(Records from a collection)
>>
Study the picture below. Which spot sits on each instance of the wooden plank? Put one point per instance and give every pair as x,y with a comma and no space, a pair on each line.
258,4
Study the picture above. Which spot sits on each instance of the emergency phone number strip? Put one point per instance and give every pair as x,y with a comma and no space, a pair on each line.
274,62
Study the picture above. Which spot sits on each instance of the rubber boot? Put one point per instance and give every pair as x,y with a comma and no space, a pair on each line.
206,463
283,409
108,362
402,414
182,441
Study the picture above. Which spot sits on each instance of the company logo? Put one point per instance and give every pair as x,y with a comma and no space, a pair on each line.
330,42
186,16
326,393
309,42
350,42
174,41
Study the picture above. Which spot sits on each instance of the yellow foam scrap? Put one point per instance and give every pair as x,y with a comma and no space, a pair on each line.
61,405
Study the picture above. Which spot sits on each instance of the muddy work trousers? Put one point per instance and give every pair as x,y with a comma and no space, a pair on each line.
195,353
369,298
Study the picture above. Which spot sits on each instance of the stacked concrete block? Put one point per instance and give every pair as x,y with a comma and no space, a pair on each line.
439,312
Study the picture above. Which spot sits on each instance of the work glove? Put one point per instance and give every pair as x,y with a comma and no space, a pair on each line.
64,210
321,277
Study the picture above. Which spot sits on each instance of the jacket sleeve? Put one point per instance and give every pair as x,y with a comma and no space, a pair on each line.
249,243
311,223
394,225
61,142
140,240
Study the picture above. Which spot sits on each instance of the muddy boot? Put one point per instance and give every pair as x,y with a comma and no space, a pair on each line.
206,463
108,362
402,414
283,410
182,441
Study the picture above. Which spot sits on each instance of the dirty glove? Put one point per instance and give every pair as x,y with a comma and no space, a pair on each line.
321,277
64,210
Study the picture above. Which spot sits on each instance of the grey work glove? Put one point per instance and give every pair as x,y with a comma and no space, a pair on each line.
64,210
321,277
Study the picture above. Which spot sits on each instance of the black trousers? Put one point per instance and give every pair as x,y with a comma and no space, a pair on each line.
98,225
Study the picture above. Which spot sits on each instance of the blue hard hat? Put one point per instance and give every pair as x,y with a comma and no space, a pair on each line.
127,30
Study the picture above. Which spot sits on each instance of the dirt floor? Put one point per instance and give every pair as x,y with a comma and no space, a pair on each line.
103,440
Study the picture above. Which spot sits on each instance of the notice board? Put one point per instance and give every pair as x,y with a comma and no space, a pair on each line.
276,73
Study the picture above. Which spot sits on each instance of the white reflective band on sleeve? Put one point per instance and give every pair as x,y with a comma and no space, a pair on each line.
<<
# Task to carry out:
A faithful copy of every record is required; output it in full.

# Answer box:
Study the picture below. Which spot sits on each instance of the wooden plank? Put one point per instance and give every pair as x,y with a comma and no space, a pair on each line.
258,4
Study the picture above. Which spot sits on each instance of the emergency phone number strip? Put one point per instance and give every pair as x,y with a comma and no space, a pair on each line.
274,62
Study the picture above. Which spot sits on each instance of the rubber boot? Put one point per instance and give every pair as x,y with a comma and no space, a pair on each line.
206,463
283,409
108,362
402,414
182,441
Study the picture above. Which spot sits on each instance of the company logo? Put one point per instance and give every pair as x,y with a comma and no space, a pair on each line.
330,42
186,16
326,393
309,42
350,42
174,41
Study the picture above. Which spot sits on each instance of the yellow foam scrap? Put one point per instance and give every pair as x,y with a comma and no space, a pair on each line.
61,405
Study the picture above. Which spot sits on each instance of the muddy work trousers? Put one point per instance and give every pair as x,y with a comma and no space, a pair on each line.
195,353
369,298
Study the picture above. Which spot sits on each instance of the stacked concrete block? Put one point per instance and give every pair as x,y with a comma and no space, a pair on each line.
439,312
Study the picture above. Which spot sits on each instance of the work glove? Put one point per instance and give every pair as x,y with a comma and no space, a pair on each line.
64,210
321,277
Study the picture above. Which spot sits on each instance of the jacket sleeve? Put one point per instance and give every pair as x,y with a comma and no space, a pair on each line.
249,243
311,223
394,225
61,142
140,240
Study the picture above. Which spot sits on each instance of the muddy boot? Put one point per instance and give every pair as x,y with a comma and no space, a pair on each line.
206,463
108,362
402,414
283,410
182,441
Study the picture above. Which spot sits on each instance of the dirty glove? Put one point per instance and give every pair as x,y with a comma and no space, a pair on each line.
321,277
64,210
Study the picture above. Which spot sits on each instance of the grey work glove? Put one point per instance and give every pair as x,y with a comma and no space, a pair on each line.
64,210
321,277
Study the picture above. Which spot sits on each instance of the black trousers? Put one point per instance and give every pair as x,y with a comma and no space, a pair on each line.
98,225
Study the picture above. Which spot sits on each instance of the blue hard hat? Put one point per instance and give every pair as x,y with a comma and no space, a pair on each line.
127,30
Study the picture above. Which spot sits on each instance of the dirt floor? Put one point per instance and give every pair as x,y with a comma and no space, a pair on each line.
103,440
Study the picture above. Which spot sits on each instance of the notice board? Put one point per instance and give every pair as x,y with a comma and no space, a pair on each line.
276,73
Study the picture above. Which spot sits on each instance of the white reflective band on sleeve? Put one point per instance and give every pair as x,y with a comma and no space, a pair on each line.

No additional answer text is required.